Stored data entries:

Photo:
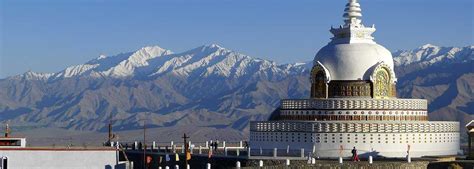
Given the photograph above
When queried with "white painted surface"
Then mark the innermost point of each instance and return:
(67, 159)
(391, 144)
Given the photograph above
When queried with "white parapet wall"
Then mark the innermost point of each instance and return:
(55, 158)
(385, 139)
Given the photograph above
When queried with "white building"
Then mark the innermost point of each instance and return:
(353, 104)
(15, 155)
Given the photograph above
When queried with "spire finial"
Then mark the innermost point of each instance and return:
(7, 131)
(352, 14)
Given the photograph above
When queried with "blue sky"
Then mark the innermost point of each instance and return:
(49, 35)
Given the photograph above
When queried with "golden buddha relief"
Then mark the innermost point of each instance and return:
(318, 83)
(382, 83)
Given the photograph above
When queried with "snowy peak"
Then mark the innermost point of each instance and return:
(137, 60)
(431, 54)
(34, 76)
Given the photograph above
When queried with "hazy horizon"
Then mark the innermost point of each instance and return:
(48, 36)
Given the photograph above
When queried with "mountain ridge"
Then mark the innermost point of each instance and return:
(209, 87)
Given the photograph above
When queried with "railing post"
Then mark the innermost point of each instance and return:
(248, 152)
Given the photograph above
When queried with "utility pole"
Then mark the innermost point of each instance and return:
(144, 143)
(186, 147)
(109, 140)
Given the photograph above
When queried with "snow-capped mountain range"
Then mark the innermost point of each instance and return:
(154, 61)
(209, 87)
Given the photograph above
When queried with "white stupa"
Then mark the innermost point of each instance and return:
(353, 103)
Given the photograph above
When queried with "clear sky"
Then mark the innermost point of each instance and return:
(49, 35)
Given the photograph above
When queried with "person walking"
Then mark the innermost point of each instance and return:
(355, 156)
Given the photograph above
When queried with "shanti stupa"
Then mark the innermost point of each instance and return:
(353, 103)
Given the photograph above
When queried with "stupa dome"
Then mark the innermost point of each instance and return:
(352, 53)
(353, 61)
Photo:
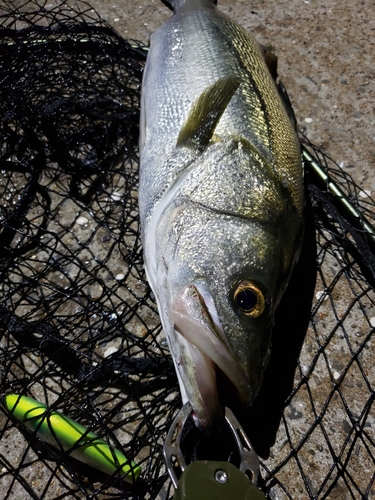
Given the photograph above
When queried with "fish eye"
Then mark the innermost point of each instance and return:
(249, 299)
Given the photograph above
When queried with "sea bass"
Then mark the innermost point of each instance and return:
(221, 203)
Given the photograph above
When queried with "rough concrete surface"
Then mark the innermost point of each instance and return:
(326, 53)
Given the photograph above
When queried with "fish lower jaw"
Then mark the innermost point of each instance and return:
(213, 392)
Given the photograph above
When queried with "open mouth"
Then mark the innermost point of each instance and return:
(219, 376)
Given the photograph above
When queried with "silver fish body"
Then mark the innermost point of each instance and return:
(221, 202)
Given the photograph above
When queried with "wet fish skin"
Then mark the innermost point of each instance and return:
(221, 200)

-- EXERCISE OBJECTIVE --
Filtering the entries above by the word "fish", copy each line that matches.

-- SOLVED EXERCISE --
When queried with "fish eye"
When queried with "fish lower jaw"
When queried with "silver fish body"
When queried with "wet fish skin"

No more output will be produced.